EXERCISE REQUIREMENTS: Reproduce each of the rows below word for word, leaving out the pictures.

▶

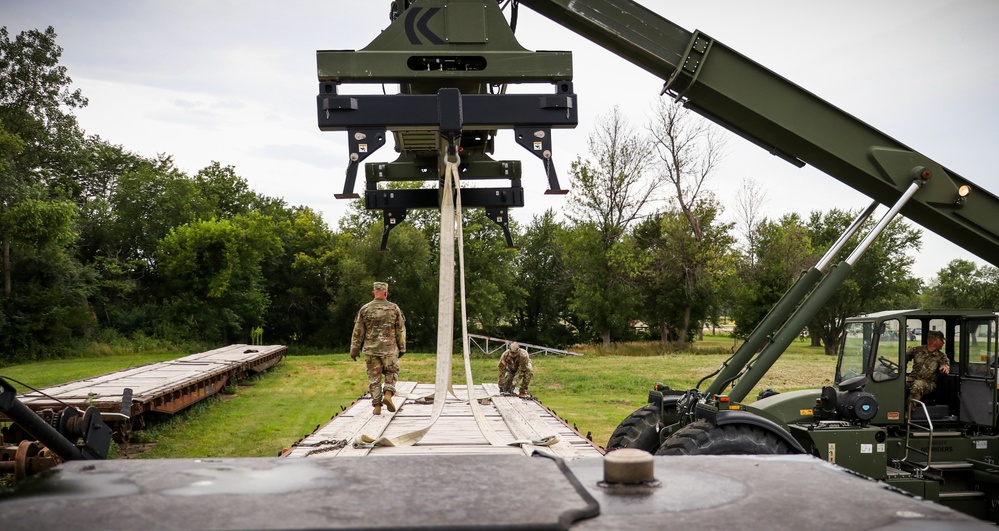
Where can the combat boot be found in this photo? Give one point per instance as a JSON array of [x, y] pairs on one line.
[[387, 400]]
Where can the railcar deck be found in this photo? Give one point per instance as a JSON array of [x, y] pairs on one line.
[[165, 387], [455, 432]]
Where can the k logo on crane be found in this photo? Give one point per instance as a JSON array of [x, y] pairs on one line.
[[413, 25]]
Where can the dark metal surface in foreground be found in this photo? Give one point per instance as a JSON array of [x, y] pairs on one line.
[[466, 492]]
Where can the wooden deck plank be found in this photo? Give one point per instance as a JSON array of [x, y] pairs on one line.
[[456, 431], [191, 375]]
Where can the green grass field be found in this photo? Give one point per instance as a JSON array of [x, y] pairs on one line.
[[270, 412]]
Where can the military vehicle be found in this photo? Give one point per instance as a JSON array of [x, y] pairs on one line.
[[944, 449], [453, 61]]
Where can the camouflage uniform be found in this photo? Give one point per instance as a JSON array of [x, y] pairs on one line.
[[380, 327], [515, 364], [922, 379]]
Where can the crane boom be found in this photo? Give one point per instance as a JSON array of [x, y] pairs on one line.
[[788, 121]]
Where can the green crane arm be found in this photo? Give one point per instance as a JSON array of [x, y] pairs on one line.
[[783, 118]]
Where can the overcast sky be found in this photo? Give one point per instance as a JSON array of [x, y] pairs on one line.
[[235, 82]]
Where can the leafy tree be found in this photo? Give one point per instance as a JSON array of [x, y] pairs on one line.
[[683, 274], [689, 150], [542, 317], [41, 148], [225, 193], [214, 272], [782, 251], [962, 284], [302, 280]]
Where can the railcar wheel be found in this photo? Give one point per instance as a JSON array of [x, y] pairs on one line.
[[704, 438]]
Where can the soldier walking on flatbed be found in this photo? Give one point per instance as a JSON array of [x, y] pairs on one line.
[[380, 333]]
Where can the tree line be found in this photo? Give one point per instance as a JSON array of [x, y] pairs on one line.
[[103, 245]]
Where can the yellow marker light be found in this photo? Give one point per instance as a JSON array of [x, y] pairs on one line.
[[962, 194]]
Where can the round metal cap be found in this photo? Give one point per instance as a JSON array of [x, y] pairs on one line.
[[629, 466]]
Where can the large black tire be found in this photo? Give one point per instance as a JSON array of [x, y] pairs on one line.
[[704, 438], [640, 430]]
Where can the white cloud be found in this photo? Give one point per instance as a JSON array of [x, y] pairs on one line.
[[236, 82]]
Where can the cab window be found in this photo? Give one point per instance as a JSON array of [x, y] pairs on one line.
[[981, 347]]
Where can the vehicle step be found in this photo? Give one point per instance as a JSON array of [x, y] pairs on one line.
[[961, 494], [945, 465]]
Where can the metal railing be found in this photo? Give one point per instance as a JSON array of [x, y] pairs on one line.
[[495, 345]]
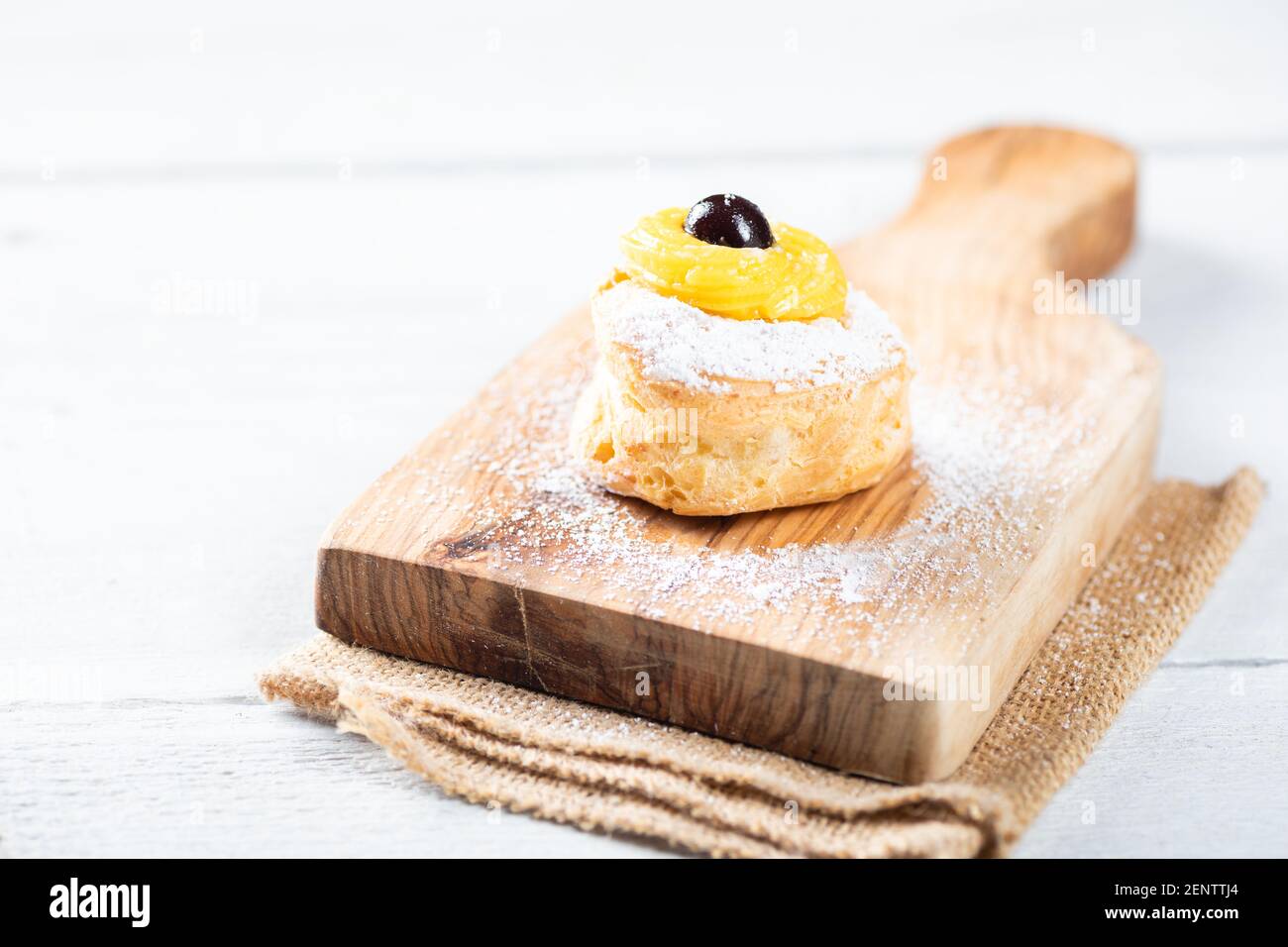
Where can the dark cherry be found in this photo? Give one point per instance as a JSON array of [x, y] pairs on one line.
[[728, 221]]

◀

RESPONSE FOR THIS EXERCISE:
Where can the combat boot be found in this photo? Give one point per instance as a JSON array of [x, y] pairs on one line.
[[387, 400]]
Where can the railcar deck be found in this photo? Give one point per instance as a JSON array of [x, y] pairs on one line.
[[165, 387], [455, 432]]
Where can the k logo on crane be found in this photo? Give one point per instance as a JSON array of [x, y] pairs on one line.
[[413, 25]]
Where can the dark metal surface in foreground be found in this photo? Give one point per instance as a JSON array of [x, y] pairs on one line.
[[466, 492]]
Where can the wooden deck plank be found in this photo? Give one point per instance as a JSON array of [x, y] pairs on one line.
[[456, 431], [191, 375]]
Where can the green grass field be found in this photo? Give one point per instance as a JSON array of [x, y] pairs on one line.
[[270, 412]]
Where can the military vehicle be found in this photo? Give one point per instance as a JSON array of [x, y] pairs on one line.
[[944, 449], [453, 61]]
Where can the camouflage uniform be found in this photo? Give one point per instance as a JSON array of [x, y] pairs on one line.
[[380, 327], [515, 364], [922, 379]]
Where can the crane boom be found in this photo? Give one point per instance as a JSON array of [x, y] pairs on one line.
[[788, 121]]
Where can the green crane arm be found in this photo? Give one point per instance as a JSON array of [x, y] pairs on one line.
[[783, 118]]
Where can the overcast sky be found in this photo? Give one point per instance as a JSON array of [x, y] pairs on one line.
[[235, 82]]
Where can the leafy tree be found in this photo? Give one point per instance as a JSON array of [x, y] pairs on one line.
[[683, 274], [689, 150], [542, 317], [41, 148], [225, 193], [214, 272], [782, 251], [962, 284], [302, 280]]
Where can the railcar wheel be found in this photo? Give one point per instance as a JSON array of [x, y] pairs on one line.
[[704, 438]]
Where can the soldier walking on flatbed be found in this photo? Give one point per instance as a JSON array of [x, y] pairs on one line.
[[380, 333]]
Where can the tree line be found in this photo? Give one point per instance as a JSON array of [x, y] pairs on one line.
[[103, 245]]
Where can the yellow marker light be found in this photo? Give one point per instance as a JSON array of [x, y] pairs on one line.
[[962, 194]]
Where can the round metal cap be found in this photo? Give one point per instance as a JSON array of [x, y] pairs on one line.
[[629, 466]]
Where can the large black tire be found in this photo? Give one point per instance as a JSON array of [x, y] pairs on one line.
[[704, 438], [640, 430]]
Where can the white cloud be found in this photo? Give one point per instance as a JSON array of [x, y] pairs on one line.
[[236, 82]]
Where can the cab window be found in this photo? Give one point per instance as a JSON array of [x, y] pairs on one line.
[[981, 347]]
Where can the vehicle step be found in this photo? Give one point per instance as a JSON array of [x, y] pairs on one line.
[[961, 494], [945, 465]]
Where can the metal railing be found in this photo? Give one point per instance as a JSON array of [x, y] pairs on one line.
[[495, 345]]
Where can the dark cherry be found in this photo? Give one point per instance as a JSON array of [x, y] pairs on one line.
[[728, 221]]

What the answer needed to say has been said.